Exercise brief:
Type out the complete listing below word for word, without its pictures.

Entries shown:
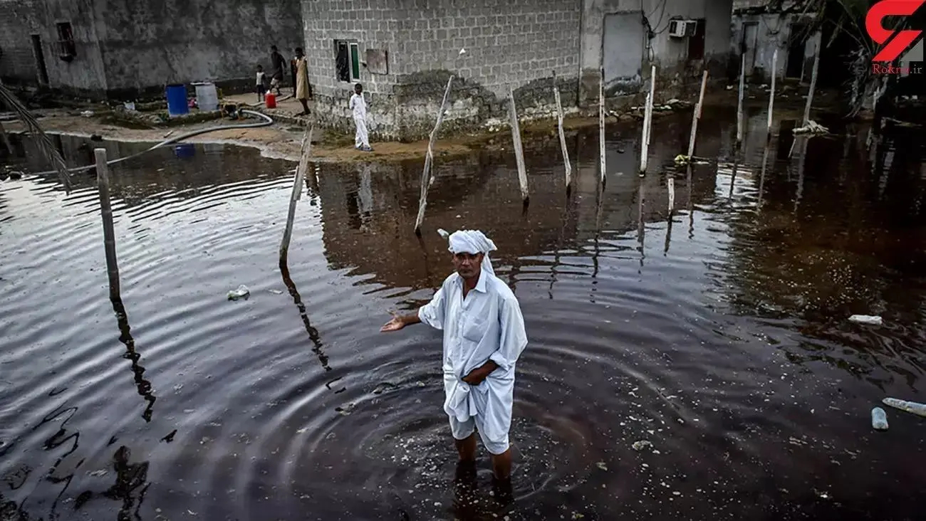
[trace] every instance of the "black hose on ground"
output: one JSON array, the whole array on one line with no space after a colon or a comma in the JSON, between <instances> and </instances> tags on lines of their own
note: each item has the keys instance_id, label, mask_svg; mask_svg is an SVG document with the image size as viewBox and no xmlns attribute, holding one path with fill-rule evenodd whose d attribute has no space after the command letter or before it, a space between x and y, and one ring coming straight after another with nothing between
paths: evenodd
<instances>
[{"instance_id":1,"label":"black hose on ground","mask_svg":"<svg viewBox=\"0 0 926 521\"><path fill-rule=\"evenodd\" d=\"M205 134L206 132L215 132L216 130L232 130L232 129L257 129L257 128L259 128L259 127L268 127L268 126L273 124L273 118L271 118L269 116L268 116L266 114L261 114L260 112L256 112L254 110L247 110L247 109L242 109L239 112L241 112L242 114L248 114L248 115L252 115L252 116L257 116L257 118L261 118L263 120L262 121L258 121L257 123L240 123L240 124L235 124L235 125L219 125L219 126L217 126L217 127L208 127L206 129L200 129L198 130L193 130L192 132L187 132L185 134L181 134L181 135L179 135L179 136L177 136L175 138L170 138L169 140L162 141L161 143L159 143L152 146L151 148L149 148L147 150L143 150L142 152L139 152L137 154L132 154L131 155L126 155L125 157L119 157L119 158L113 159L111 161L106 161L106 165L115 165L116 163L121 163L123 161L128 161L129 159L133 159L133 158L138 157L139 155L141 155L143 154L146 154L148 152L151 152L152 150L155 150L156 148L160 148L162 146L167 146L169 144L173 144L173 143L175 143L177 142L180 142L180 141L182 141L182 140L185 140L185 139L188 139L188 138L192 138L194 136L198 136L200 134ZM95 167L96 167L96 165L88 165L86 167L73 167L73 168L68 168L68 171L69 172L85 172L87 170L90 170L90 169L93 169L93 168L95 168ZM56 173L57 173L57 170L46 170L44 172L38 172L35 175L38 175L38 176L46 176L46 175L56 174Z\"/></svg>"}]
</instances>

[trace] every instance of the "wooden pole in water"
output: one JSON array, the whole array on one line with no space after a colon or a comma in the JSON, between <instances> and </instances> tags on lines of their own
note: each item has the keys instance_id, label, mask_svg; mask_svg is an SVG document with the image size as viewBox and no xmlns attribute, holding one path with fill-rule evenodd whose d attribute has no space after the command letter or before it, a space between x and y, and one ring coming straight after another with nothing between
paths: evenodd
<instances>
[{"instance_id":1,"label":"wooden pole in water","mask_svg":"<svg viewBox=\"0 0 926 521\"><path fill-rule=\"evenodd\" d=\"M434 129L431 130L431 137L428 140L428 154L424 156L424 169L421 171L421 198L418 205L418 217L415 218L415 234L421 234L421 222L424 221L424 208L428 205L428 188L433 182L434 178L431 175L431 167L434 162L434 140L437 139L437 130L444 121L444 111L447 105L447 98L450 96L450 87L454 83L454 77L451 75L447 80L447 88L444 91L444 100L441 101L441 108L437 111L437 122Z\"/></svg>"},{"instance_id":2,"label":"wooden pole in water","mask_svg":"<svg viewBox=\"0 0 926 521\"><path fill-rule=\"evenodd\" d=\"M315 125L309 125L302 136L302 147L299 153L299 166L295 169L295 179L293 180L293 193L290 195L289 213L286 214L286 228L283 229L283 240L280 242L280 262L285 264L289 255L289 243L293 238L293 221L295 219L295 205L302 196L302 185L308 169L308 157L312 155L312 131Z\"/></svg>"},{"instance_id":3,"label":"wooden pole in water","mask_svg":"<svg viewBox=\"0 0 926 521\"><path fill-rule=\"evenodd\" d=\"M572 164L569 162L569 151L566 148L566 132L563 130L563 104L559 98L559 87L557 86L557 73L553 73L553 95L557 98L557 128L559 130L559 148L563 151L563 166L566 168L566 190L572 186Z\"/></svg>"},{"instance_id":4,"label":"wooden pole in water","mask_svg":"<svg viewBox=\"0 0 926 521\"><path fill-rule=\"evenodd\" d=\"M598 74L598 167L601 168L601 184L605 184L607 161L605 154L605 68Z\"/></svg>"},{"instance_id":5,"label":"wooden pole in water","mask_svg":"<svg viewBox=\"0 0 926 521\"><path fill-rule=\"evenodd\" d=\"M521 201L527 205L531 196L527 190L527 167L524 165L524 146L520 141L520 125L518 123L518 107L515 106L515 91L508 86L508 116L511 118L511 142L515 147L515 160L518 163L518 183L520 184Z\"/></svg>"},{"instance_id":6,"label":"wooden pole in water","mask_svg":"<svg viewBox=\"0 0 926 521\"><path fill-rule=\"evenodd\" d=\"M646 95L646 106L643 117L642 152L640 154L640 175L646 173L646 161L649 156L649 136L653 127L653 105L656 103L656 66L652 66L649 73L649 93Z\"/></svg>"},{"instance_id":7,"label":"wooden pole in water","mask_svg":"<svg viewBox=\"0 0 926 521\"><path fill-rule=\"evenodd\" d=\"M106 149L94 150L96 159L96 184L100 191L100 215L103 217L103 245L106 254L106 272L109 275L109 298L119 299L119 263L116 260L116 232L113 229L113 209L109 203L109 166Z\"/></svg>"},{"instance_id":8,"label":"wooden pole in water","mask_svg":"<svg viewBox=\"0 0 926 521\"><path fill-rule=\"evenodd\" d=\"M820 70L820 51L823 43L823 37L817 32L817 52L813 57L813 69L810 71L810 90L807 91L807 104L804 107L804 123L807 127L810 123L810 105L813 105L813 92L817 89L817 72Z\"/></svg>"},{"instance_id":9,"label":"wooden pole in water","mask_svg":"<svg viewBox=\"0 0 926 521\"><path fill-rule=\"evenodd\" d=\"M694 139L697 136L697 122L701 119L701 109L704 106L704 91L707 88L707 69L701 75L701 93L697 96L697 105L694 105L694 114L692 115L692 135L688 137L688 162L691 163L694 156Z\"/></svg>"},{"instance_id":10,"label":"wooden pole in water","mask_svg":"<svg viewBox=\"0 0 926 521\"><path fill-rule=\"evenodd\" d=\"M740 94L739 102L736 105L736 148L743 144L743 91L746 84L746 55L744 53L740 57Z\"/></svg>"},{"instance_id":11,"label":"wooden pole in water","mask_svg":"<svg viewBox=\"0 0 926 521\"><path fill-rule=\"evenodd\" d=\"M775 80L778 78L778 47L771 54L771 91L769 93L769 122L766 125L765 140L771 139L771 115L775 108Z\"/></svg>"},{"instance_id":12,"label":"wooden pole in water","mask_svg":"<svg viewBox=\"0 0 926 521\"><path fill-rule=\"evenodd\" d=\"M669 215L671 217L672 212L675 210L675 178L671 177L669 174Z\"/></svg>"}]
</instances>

Response:
[trace] every instance of the "black hose on ground"
output: one JSON array, the whole array on one line with no space after a colon or a comma in the JSON, between <instances> and </instances> tags on lines of their own
note: each item has the keys instance_id, label, mask_svg; mask_svg is an SVG document with the image size as viewBox and no xmlns attribute, holding one path with fill-rule evenodd whose d attribute has no space after the command letter or before it, a space between x and y, and one ring coming straight after another with nothing between
paths: evenodd
<instances>
[{"instance_id":1,"label":"black hose on ground","mask_svg":"<svg viewBox=\"0 0 926 521\"><path fill-rule=\"evenodd\" d=\"M205 134L206 132L215 132L216 130L232 130L232 129L257 129L257 128L259 128L259 127L268 127L268 126L273 124L273 118L271 118L269 116L268 116L266 114L261 114L260 112L256 112L254 110L247 110L247 109L242 109L239 112L241 112L242 114L248 114L248 115L252 115L252 116L257 116L257 118L261 118L263 120L262 121L258 121L257 123L240 123L240 124L235 124L235 125L219 125L219 126L217 126L217 127L208 127L206 129L200 129L198 130L193 130L192 132L187 132L185 134L181 134L181 135L179 135L179 136L177 136L175 138L170 138L169 140L162 141L161 143L159 143L152 146L151 148L149 148L147 150L143 150L142 152L139 152L137 154L132 154L131 155L126 155L125 157L119 157L119 158L113 159L111 161L106 161L106 165L115 165L116 163L121 163L123 161L128 161L129 159L133 159L133 158L138 157L139 155L141 155L143 154L146 154L148 152L151 152L152 150L155 150L156 148L160 148L162 146L167 146L169 144L173 144L173 143L175 143L177 142L180 142L180 141L182 141L182 140L185 140L185 139L188 139L188 138L192 138L194 136L198 136L200 134ZM95 167L96 167L96 165L88 165L86 167L73 167L73 168L68 168L68 171L69 172L85 172L87 170L90 170L90 169L93 169L93 168L95 168ZM56 173L57 173L57 170L46 170L44 172L38 172L35 175L38 175L38 176L46 176L46 175L56 174Z\"/></svg>"}]
</instances>

[trace] every instance of the "wooden pole in water"
output: one JSON array, the whole array on one line with no space after a colon or a comma in the JSON, between <instances> and </instances> tags on lines of their own
note: each item has the keys instance_id, label, mask_svg; mask_svg is an SVG document with the image size as viewBox and no xmlns attribute, holding one path with fill-rule evenodd whose d attribute has no space after the command letter or before it, a space between x and y, and one ring coming straight after another with nothing between
paths: evenodd
<instances>
[{"instance_id":1,"label":"wooden pole in water","mask_svg":"<svg viewBox=\"0 0 926 521\"><path fill-rule=\"evenodd\" d=\"M434 129L431 130L431 137L428 140L428 154L424 156L424 169L421 171L421 198L418 205L418 217L415 218L415 234L421 234L421 222L424 221L424 208L428 205L428 188L433 182L434 178L431 175L431 167L434 162L434 140L437 139L437 130L444 121L444 111L447 105L447 98L450 96L450 87L454 83L454 77L451 75L447 80L447 88L444 91L444 100L441 101L441 108L437 111L437 122Z\"/></svg>"},{"instance_id":2,"label":"wooden pole in water","mask_svg":"<svg viewBox=\"0 0 926 521\"><path fill-rule=\"evenodd\" d=\"M315 125L309 125L302 136L302 147L299 153L299 166L295 169L295 179L293 180L293 193L290 195L289 213L286 214L286 228L283 229L283 240L280 242L280 262L285 264L289 255L289 243L293 238L293 221L295 219L295 205L302 196L302 185L308 169L308 157L312 155L312 131Z\"/></svg>"},{"instance_id":3,"label":"wooden pole in water","mask_svg":"<svg viewBox=\"0 0 926 521\"><path fill-rule=\"evenodd\" d=\"M572 164L569 162L569 151L566 148L566 132L563 130L563 104L559 98L559 87L557 86L557 73L553 73L553 95L557 98L557 128L559 130L559 148L563 151L563 166L566 168L566 190L572 186Z\"/></svg>"},{"instance_id":4,"label":"wooden pole in water","mask_svg":"<svg viewBox=\"0 0 926 521\"><path fill-rule=\"evenodd\" d=\"M598 74L598 167L601 168L601 184L605 184L607 161L605 154L605 68Z\"/></svg>"},{"instance_id":5,"label":"wooden pole in water","mask_svg":"<svg viewBox=\"0 0 926 521\"><path fill-rule=\"evenodd\" d=\"M521 201L527 205L531 196L527 190L527 167L524 165L524 146L520 141L520 125L518 123L518 107L515 106L515 91L508 86L508 116L511 118L511 142L515 147L515 160L518 163L518 183L520 184Z\"/></svg>"},{"instance_id":6,"label":"wooden pole in water","mask_svg":"<svg viewBox=\"0 0 926 521\"><path fill-rule=\"evenodd\" d=\"M646 95L646 106L643 117L642 152L640 154L640 175L646 173L646 161L649 156L649 136L653 127L653 105L656 103L656 66L652 66L649 73L649 93Z\"/></svg>"},{"instance_id":7,"label":"wooden pole in water","mask_svg":"<svg viewBox=\"0 0 926 521\"><path fill-rule=\"evenodd\" d=\"M106 149L94 150L96 159L96 184L100 191L100 215L103 217L103 245L106 254L106 272L109 275L109 298L119 299L119 263L116 260L116 232L113 229L113 209L109 203L109 166Z\"/></svg>"},{"instance_id":8,"label":"wooden pole in water","mask_svg":"<svg viewBox=\"0 0 926 521\"><path fill-rule=\"evenodd\" d=\"M820 70L820 51L823 43L823 37L817 32L817 52L813 57L813 69L810 71L810 90L807 91L807 104L804 107L804 123L807 127L810 123L810 105L813 105L813 92L817 89L817 72Z\"/></svg>"},{"instance_id":9,"label":"wooden pole in water","mask_svg":"<svg viewBox=\"0 0 926 521\"><path fill-rule=\"evenodd\" d=\"M694 139L697 136L697 122L701 119L701 109L704 106L704 91L707 88L707 69L701 75L701 93L697 96L697 105L694 105L694 114L692 115L692 135L688 137L688 162L691 163L694 156Z\"/></svg>"},{"instance_id":10,"label":"wooden pole in water","mask_svg":"<svg viewBox=\"0 0 926 521\"><path fill-rule=\"evenodd\" d=\"M740 94L739 102L736 105L736 148L743 144L743 91L746 84L746 55L744 53L740 57Z\"/></svg>"},{"instance_id":11,"label":"wooden pole in water","mask_svg":"<svg viewBox=\"0 0 926 521\"><path fill-rule=\"evenodd\" d=\"M775 80L778 78L778 47L771 54L771 91L769 93L769 122L766 125L765 140L771 139L771 115L775 108Z\"/></svg>"},{"instance_id":12,"label":"wooden pole in water","mask_svg":"<svg viewBox=\"0 0 926 521\"><path fill-rule=\"evenodd\" d=\"M669 215L671 217L672 212L675 210L675 178L671 177L669 174Z\"/></svg>"}]
</instances>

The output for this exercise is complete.